-- About this exercise --
From the post about the top cryptozoology stories of 2004, extract word for word the stretch from "Loren Coleman just" through "Loch Ness, Chupacabra.)".

-- Supplied text --
━━━━━━━━━━━━━━━━━━━━
The latest round of End-of-the-Year Polls just arrived at the appropriate time. You see them on line or in the news: The Top Songs of 2004, the Grossest Fear Factor Stunt of 2004, The Best Dressed, blah blah blah.
Loren Coleman just penned the Top Cryptozoology Stories of 2004. If you haven’t heard of Loren Coleman, he is the man that wrote the book (literally, books) on hairy things that go bump in the night. He doesn’t own an Encyclopedia Britannica, because he doesn’t need it. This guy knows freaking everything. (By the way, "Cryptozoology" is a new sub-discipline of zoology that studies “ yet-to-be-discovered” large animals. People like us hear the word and think: Bigfoot, Loch Ness, Chupacabra.)
So if he’s going to write a Top Cryptozoology Stories of 2004, I’ll read it and unabashedly tell you I read it. I also may have read the Top Dressed Females of 2004, but I’m not about to tell you that.
Here they are:
1. The Discovery of Homo floresiensis
65 million year old half-human, half-yeti, missing link. Anthropolgists are giddy.
2. The Bili Ape
The Congo … evidence in the form of fecal droppings. Let’s move on.
3. Ogopogo Resurfaces
Nessie’s forgotten cousin in British Columbia. 9 sightings this year.
4. Nicolas Cage in National Treasure Brings Attention to Yeti
Did I give away the plot?
5. Yukon Bigfoot
Marion Sheldon and Gus Jules saw a human-shaped thing "completely covered in hair". Hello? It’s Bigfoot.
Did you really tell the cops you saw, “a human-shaped thing "completely covered in hair"? Just say you saw Bigfoot.
6. Mystery Cats in England
7. Chupacabras
8 – 10. Let’s move on.
Where is Maryland? It wasn’t mentioned once.
2004 was the Year of the "Maryland Mystery Animal". Something has been prowling around the Unites States that looks like a big, blue dog with a wicked case of mange. Department of Natural Resources officials believe it to be a fox. E-mails from around the world have flooded WBAL in Baltimore with claims of the animal being a razorback hog, a hyena, an aardwolf, a coyote, a capybara, a Mexican hairless dog, a warthog, a wolf, or an African wild dog. Some people say the animal is an extinct Tasmanian wolf. The creature has also been spotted in Florida, North Carolina, Virginia, New Jersey, Texas and even England. That is a story!
2004 was the year that marked the return of the Chinese "Snake Head Fish": the fish that kills and cannot die! It’s the cockroach of the nation’s fresh water supply. That’s a story!
For over twenty years, 2004 included! Maryland has been home to an animal swimming in the Chesapeake. Nicknamed "Chessie" by locals, it’s been described as serpentine, about twenty-five to forty feet in length, eight to ten inches in diameter, and possessing an elliptical or football-shaped head. Read that description and try to tell me it’s just another manatee. It’s not. It’s a story. Homo Floreiensis hasn’t been a story since 65,002,004 BC.
Driving through Maryland in 2005? Take a camera. Because you will see some very banged-up example of an ecosystem gone totally awry: Snake Head Fish, Hairless African Wild Dogs and a Sea Monster!
Gene Fitzpatrick, co-founder of Hometown Tales, you lived there; spent 4 years at the University of Maryland. You were a Terrapin (figures, let’s name the college mascot after another cryptozoological phenomenon: a ferocious biting turtle … really, if you’re that slow to get a finger gnawed off by turtle then you deserved it.) Gene, why is Maryland the scratching post for every four-legged mystery in our country?
━━━━━━━━━━━━━━━━━━━━
-- Data items --
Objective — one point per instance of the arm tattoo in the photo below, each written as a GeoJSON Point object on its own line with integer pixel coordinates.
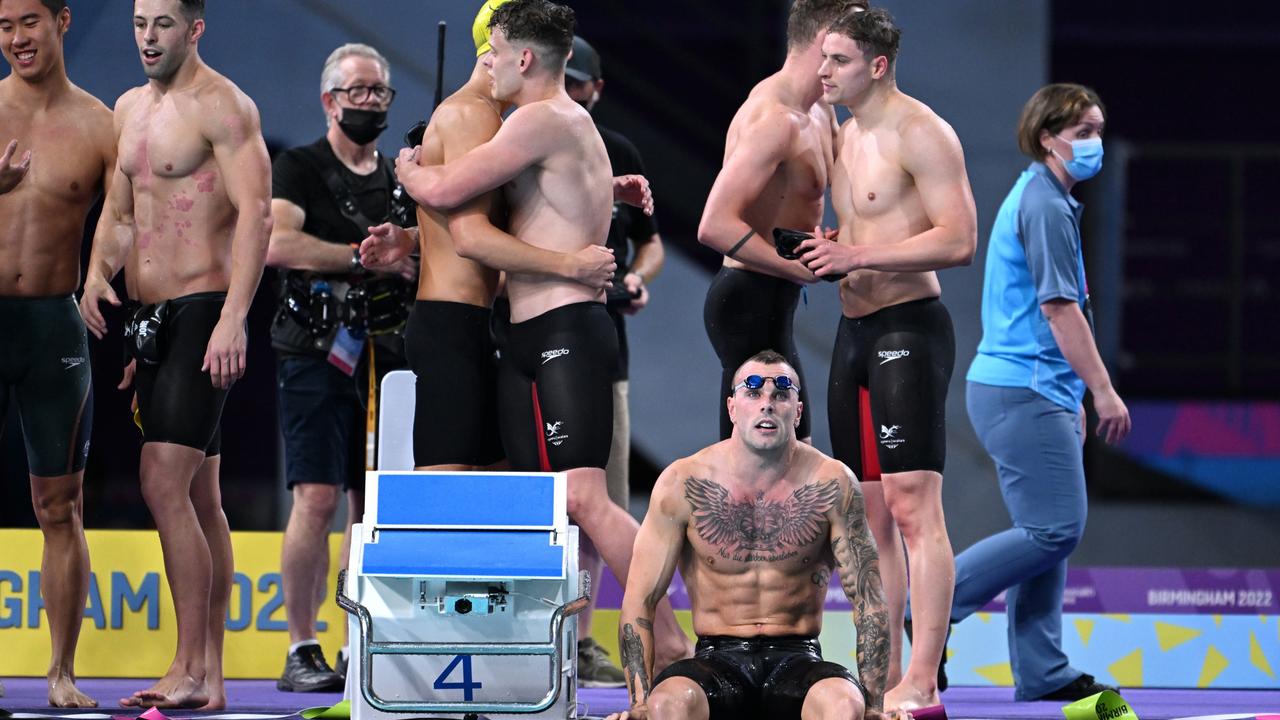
{"type": "Point", "coordinates": [859, 577]}
{"type": "Point", "coordinates": [732, 251]}
{"type": "Point", "coordinates": [632, 657]}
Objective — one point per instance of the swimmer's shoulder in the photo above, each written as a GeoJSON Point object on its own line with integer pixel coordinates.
{"type": "Point", "coordinates": [465, 108]}
{"type": "Point", "coordinates": [216, 92]}
{"type": "Point", "coordinates": [824, 468]}
{"type": "Point", "coordinates": [918, 122]}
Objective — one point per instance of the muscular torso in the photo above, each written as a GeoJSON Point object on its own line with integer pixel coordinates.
{"type": "Point", "coordinates": [183, 219]}
{"type": "Point", "coordinates": [794, 195]}
{"type": "Point", "coordinates": [563, 204]}
{"type": "Point", "coordinates": [443, 274]}
{"type": "Point", "coordinates": [877, 203]}
{"type": "Point", "coordinates": [42, 218]}
{"type": "Point", "coordinates": [757, 559]}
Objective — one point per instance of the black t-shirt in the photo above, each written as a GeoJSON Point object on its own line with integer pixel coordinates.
{"type": "Point", "coordinates": [630, 224]}
{"type": "Point", "coordinates": [297, 177]}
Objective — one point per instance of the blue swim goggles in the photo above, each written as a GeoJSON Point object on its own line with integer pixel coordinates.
{"type": "Point", "coordinates": [757, 382]}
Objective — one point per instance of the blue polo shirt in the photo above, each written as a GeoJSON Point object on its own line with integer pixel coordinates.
{"type": "Point", "coordinates": [1033, 256]}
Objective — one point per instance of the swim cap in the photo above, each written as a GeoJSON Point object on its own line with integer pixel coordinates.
{"type": "Point", "coordinates": [480, 27]}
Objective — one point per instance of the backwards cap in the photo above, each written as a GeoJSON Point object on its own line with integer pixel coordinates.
{"type": "Point", "coordinates": [480, 27]}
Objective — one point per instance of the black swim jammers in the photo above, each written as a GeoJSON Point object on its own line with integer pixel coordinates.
{"type": "Point", "coordinates": [899, 360]}
{"type": "Point", "coordinates": [177, 400]}
{"type": "Point", "coordinates": [745, 313]}
{"type": "Point", "coordinates": [757, 678]}
{"type": "Point", "coordinates": [451, 351]}
{"type": "Point", "coordinates": [556, 388]}
{"type": "Point", "coordinates": [44, 367]}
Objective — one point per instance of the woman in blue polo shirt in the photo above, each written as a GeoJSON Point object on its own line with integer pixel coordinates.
{"type": "Point", "coordinates": [1027, 388]}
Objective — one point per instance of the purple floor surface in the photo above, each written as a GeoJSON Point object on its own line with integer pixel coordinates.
{"type": "Point", "coordinates": [27, 695]}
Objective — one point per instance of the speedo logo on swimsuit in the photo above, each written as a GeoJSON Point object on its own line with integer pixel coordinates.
{"type": "Point", "coordinates": [553, 354]}
{"type": "Point", "coordinates": [890, 437]}
{"type": "Point", "coordinates": [890, 355]}
{"type": "Point", "coordinates": [553, 433]}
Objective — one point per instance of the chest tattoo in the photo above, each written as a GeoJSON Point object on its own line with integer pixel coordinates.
{"type": "Point", "coordinates": [759, 529]}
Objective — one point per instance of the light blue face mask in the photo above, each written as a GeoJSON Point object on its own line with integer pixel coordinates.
{"type": "Point", "coordinates": [1086, 158]}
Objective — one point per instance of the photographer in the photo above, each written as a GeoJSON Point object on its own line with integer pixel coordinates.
{"type": "Point", "coordinates": [629, 295]}
{"type": "Point", "coordinates": [333, 322]}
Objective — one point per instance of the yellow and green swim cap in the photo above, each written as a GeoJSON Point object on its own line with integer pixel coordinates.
{"type": "Point", "coordinates": [480, 27]}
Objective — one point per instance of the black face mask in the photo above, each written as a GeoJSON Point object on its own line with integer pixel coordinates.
{"type": "Point", "coordinates": [362, 126]}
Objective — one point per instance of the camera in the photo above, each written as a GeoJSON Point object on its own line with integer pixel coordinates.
{"type": "Point", "coordinates": [787, 244]}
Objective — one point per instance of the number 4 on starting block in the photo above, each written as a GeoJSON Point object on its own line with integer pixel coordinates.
{"type": "Point", "coordinates": [466, 686]}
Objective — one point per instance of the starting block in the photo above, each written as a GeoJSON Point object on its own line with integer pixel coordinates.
{"type": "Point", "coordinates": [462, 591]}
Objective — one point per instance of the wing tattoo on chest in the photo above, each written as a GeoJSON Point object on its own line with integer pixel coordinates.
{"type": "Point", "coordinates": [759, 529]}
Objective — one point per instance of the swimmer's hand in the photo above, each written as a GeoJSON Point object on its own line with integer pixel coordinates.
{"type": "Point", "coordinates": [406, 164]}
{"type": "Point", "coordinates": [96, 290]}
{"type": "Point", "coordinates": [387, 249]}
{"type": "Point", "coordinates": [634, 190]}
{"type": "Point", "coordinates": [1114, 422]}
{"type": "Point", "coordinates": [593, 265]}
{"type": "Point", "coordinates": [639, 294]}
{"type": "Point", "coordinates": [12, 174]}
{"type": "Point", "coordinates": [827, 258]}
{"type": "Point", "coordinates": [636, 712]}
{"type": "Point", "coordinates": [224, 356]}
{"type": "Point", "coordinates": [886, 715]}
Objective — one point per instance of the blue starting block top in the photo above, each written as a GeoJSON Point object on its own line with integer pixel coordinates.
{"type": "Point", "coordinates": [465, 500]}
{"type": "Point", "coordinates": [465, 554]}
{"type": "Point", "coordinates": [460, 525]}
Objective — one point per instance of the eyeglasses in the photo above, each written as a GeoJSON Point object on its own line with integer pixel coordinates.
{"type": "Point", "coordinates": [757, 382]}
{"type": "Point", "coordinates": [359, 94]}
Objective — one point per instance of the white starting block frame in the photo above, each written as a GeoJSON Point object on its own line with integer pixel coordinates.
{"type": "Point", "coordinates": [469, 575]}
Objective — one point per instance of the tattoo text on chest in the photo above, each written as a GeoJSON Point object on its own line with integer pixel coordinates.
{"type": "Point", "coordinates": [759, 529]}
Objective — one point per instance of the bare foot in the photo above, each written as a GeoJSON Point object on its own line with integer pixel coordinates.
{"type": "Point", "coordinates": [64, 693]}
{"type": "Point", "coordinates": [905, 697]}
{"type": "Point", "coordinates": [216, 696]}
{"type": "Point", "coordinates": [170, 692]}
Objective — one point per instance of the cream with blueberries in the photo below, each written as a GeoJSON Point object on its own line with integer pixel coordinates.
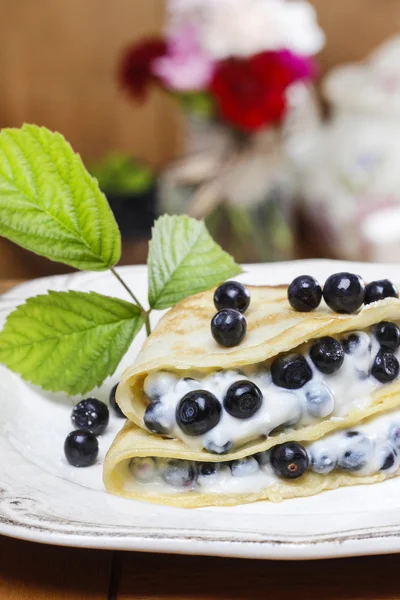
{"type": "Point", "coordinates": [274, 370]}
{"type": "Point", "coordinates": [311, 365]}
{"type": "Point", "coordinates": [322, 380]}
{"type": "Point", "coordinates": [366, 453]}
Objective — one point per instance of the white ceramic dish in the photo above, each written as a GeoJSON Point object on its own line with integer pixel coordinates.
{"type": "Point", "coordinates": [44, 500]}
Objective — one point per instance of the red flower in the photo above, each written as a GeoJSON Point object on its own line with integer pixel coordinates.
{"type": "Point", "coordinates": [250, 92]}
{"type": "Point", "coordinates": [135, 72]}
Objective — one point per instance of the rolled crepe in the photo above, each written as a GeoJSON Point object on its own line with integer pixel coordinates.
{"type": "Point", "coordinates": [182, 344]}
{"type": "Point", "coordinates": [134, 443]}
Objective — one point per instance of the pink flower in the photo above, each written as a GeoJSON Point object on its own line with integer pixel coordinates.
{"type": "Point", "coordinates": [185, 67]}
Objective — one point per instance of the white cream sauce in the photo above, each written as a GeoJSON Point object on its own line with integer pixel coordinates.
{"type": "Point", "coordinates": [369, 445]}
{"type": "Point", "coordinates": [349, 388]}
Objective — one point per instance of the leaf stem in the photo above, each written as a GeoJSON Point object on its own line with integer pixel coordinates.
{"type": "Point", "coordinates": [147, 322]}
{"type": "Point", "coordinates": [122, 282]}
{"type": "Point", "coordinates": [145, 313]}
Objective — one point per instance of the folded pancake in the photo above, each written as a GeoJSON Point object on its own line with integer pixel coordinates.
{"type": "Point", "coordinates": [139, 466]}
{"type": "Point", "coordinates": [181, 356]}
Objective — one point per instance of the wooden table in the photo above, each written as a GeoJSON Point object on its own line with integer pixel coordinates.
{"type": "Point", "coordinates": [31, 571]}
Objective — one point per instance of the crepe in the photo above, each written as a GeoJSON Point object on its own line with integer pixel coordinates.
{"type": "Point", "coordinates": [182, 342]}
{"type": "Point", "coordinates": [132, 442]}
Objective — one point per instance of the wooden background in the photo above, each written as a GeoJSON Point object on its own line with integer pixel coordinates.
{"type": "Point", "coordinates": [58, 60]}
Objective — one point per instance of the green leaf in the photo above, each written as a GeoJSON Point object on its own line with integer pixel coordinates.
{"type": "Point", "coordinates": [50, 204]}
{"type": "Point", "coordinates": [68, 341]}
{"type": "Point", "coordinates": [183, 260]}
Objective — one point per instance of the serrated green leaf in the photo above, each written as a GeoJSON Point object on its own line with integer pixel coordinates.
{"type": "Point", "coordinates": [68, 341]}
{"type": "Point", "coordinates": [183, 260]}
{"type": "Point", "coordinates": [50, 204]}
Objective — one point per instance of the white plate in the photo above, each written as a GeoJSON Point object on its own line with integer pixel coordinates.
{"type": "Point", "coordinates": [45, 500]}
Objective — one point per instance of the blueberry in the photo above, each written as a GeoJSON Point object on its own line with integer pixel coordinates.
{"type": "Point", "coordinates": [198, 412]}
{"type": "Point", "coordinates": [357, 453]}
{"type": "Point", "coordinates": [154, 418]}
{"type": "Point", "coordinates": [208, 469]}
{"type": "Point", "coordinates": [232, 295]}
{"type": "Point", "coordinates": [320, 401]}
{"type": "Point", "coordinates": [327, 355]}
{"type": "Point", "coordinates": [304, 293]}
{"type": "Point", "coordinates": [243, 399]}
{"type": "Point", "coordinates": [263, 458]}
{"type": "Point", "coordinates": [228, 327]}
{"type": "Point", "coordinates": [143, 469]}
{"type": "Point", "coordinates": [178, 473]}
{"type": "Point", "coordinates": [321, 460]}
{"type": "Point", "coordinates": [289, 460]}
{"type": "Point", "coordinates": [158, 384]}
{"type": "Point", "coordinates": [218, 449]}
{"type": "Point", "coordinates": [394, 436]}
{"type": "Point", "coordinates": [388, 335]}
{"type": "Point", "coordinates": [386, 367]}
{"type": "Point", "coordinates": [290, 371]}
{"type": "Point", "coordinates": [114, 405]}
{"type": "Point", "coordinates": [244, 467]}
{"type": "Point", "coordinates": [344, 292]}
{"type": "Point", "coordinates": [91, 415]}
{"type": "Point", "coordinates": [378, 290]}
{"type": "Point", "coordinates": [81, 448]}
{"type": "Point", "coordinates": [356, 343]}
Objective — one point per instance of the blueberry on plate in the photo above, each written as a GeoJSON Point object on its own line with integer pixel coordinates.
{"type": "Point", "coordinates": [289, 460]}
{"type": "Point", "coordinates": [386, 367]}
{"type": "Point", "coordinates": [114, 405]}
{"type": "Point", "coordinates": [154, 418]}
{"type": "Point", "coordinates": [198, 412]}
{"type": "Point", "coordinates": [214, 448]}
{"type": "Point", "coordinates": [92, 415]}
{"type": "Point", "coordinates": [143, 469]}
{"type": "Point", "coordinates": [388, 335]}
{"type": "Point", "coordinates": [304, 293]}
{"type": "Point", "coordinates": [81, 448]}
{"type": "Point", "coordinates": [327, 355]}
{"type": "Point", "coordinates": [378, 290]}
{"type": "Point", "coordinates": [320, 401]}
{"type": "Point", "coordinates": [244, 467]}
{"type": "Point", "coordinates": [322, 460]}
{"type": "Point", "coordinates": [290, 371]}
{"type": "Point", "coordinates": [177, 473]}
{"type": "Point", "coordinates": [232, 294]}
{"type": "Point", "coordinates": [228, 327]}
{"type": "Point", "coordinates": [243, 399]}
{"type": "Point", "coordinates": [357, 453]}
{"type": "Point", "coordinates": [344, 292]}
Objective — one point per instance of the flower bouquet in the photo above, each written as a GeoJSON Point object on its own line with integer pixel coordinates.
{"type": "Point", "coordinates": [240, 69]}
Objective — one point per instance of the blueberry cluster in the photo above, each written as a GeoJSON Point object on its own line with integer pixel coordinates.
{"type": "Point", "coordinates": [342, 292]}
{"type": "Point", "coordinates": [199, 411]}
{"type": "Point", "coordinates": [228, 325]}
{"type": "Point", "coordinates": [90, 417]}
{"type": "Point", "coordinates": [292, 371]}
{"type": "Point", "coordinates": [356, 451]}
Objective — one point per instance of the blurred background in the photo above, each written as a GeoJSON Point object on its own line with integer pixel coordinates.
{"type": "Point", "coordinates": [277, 121]}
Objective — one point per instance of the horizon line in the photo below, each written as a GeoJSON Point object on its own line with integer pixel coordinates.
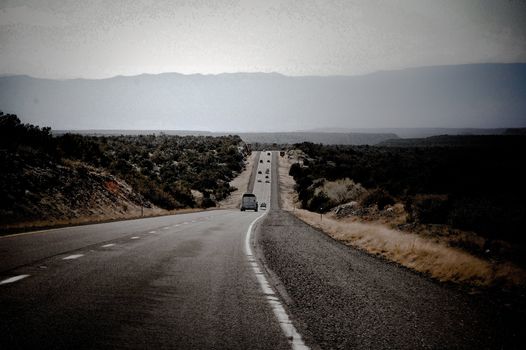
{"type": "Point", "coordinates": [9, 75]}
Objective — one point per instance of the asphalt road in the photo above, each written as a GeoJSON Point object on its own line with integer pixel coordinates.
{"type": "Point", "coordinates": [187, 282]}
{"type": "Point", "coordinates": [173, 282]}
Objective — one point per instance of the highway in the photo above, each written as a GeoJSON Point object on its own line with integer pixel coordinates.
{"type": "Point", "coordinates": [225, 279]}
{"type": "Point", "coordinates": [173, 282]}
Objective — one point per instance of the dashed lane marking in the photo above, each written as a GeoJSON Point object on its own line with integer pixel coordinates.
{"type": "Point", "coordinates": [74, 256]}
{"type": "Point", "coordinates": [13, 279]}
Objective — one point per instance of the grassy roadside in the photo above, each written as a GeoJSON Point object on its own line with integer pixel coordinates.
{"type": "Point", "coordinates": [428, 256]}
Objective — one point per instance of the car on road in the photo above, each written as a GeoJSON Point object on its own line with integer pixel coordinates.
{"type": "Point", "coordinates": [249, 202]}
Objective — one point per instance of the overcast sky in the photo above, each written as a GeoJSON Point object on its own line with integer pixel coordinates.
{"type": "Point", "coordinates": [96, 39]}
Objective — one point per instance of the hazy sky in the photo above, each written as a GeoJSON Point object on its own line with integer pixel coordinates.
{"type": "Point", "coordinates": [95, 39]}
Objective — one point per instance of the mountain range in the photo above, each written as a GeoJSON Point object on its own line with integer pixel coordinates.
{"type": "Point", "coordinates": [477, 96]}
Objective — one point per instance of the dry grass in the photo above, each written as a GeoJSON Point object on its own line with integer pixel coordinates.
{"type": "Point", "coordinates": [241, 183]}
{"type": "Point", "coordinates": [425, 255]}
{"type": "Point", "coordinates": [288, 195]}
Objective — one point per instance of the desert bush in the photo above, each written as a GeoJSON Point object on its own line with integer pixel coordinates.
{"type": "Point", "coordinates": [320, 203]}
{"type": "Point", "coordinates": [378, 197]}
{"type": "Point", "coordinates": [430, 209]}
{"type": "Point", "coordinates": [342, 191]}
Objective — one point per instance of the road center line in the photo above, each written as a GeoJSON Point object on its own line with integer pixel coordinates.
{"type": "Point", "coordinates": [13, 279]}
{"type": "Point", "coordinates": [279, 311]}
{"type": "Point", "coordinates": [74, 256]}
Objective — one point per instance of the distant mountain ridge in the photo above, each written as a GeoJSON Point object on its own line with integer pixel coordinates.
{"type": "Point", "coordinates": [479, 96]}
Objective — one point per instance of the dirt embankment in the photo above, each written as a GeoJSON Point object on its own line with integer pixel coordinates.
{"type": "Point", "coordinates": [432, 256]}
{"type": "Point", "coordinates": [70, 194]}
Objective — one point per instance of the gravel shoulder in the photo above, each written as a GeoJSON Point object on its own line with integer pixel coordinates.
{"type": "Point", "coordinates": [342, 298]}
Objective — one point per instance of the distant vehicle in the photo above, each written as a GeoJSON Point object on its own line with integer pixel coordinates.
{"type": "Point", "coordinates": [249, 202]}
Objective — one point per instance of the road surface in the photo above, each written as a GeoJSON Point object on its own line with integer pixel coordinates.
{"type": "Point", "coordinates": [194, 281]}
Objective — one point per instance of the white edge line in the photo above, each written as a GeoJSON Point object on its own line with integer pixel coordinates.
{"type": "Point", "coordinates": [74, 256]}
{"type": "Point", "coordinates": [13, 279]}
{"type": "Point", "coordinates": [285, 323]}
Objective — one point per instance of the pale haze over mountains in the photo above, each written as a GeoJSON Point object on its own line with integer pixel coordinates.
{"type": "Point", "coordinates": [461, 96]}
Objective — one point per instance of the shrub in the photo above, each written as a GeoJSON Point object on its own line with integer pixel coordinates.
{"type": "Point", "coordinates": [379, 197]}
{"type": "Point", "coordinates": [320, 203]}
{"type": "Point", "coordinates": [430, 209]}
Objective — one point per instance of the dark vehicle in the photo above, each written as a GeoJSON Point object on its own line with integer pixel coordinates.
{"type": "Point", "coordinates": [249, 202]}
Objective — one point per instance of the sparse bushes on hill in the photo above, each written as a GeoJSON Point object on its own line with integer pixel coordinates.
{"type": "Point", "coordinates": [469, 185]}
{"type": "Point", "coordinates": [162, 169]}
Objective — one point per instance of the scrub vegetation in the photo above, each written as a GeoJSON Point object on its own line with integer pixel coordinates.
{"type": "Point", "coordinates": [451, 207]}
{"type": "Point", "coordinates": [86, 173]}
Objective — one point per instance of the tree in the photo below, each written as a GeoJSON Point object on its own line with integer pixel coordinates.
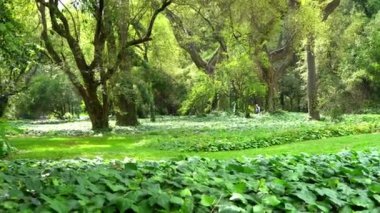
━━━━━━━━━━━━━━━━━━━━
-- Answer space --
Loren Coleman just penned the Top Cryptozoology Stories of 2004. If you haven’t heard of Loren Coleman, he is the man that wrote the book (literally, books) on hairy things that go bump in the night. He doesn’t own an Encyclopedia Britannica, because he doesn’t need it. This guy knows freaking everything. (By the way, "Cryptozoology" is a new sub-discipline of zoology that studies “ yet-to-be-discovered” large animals. People like us hear the word and think: Bigfoot, Loch Ness, Chupacabra.)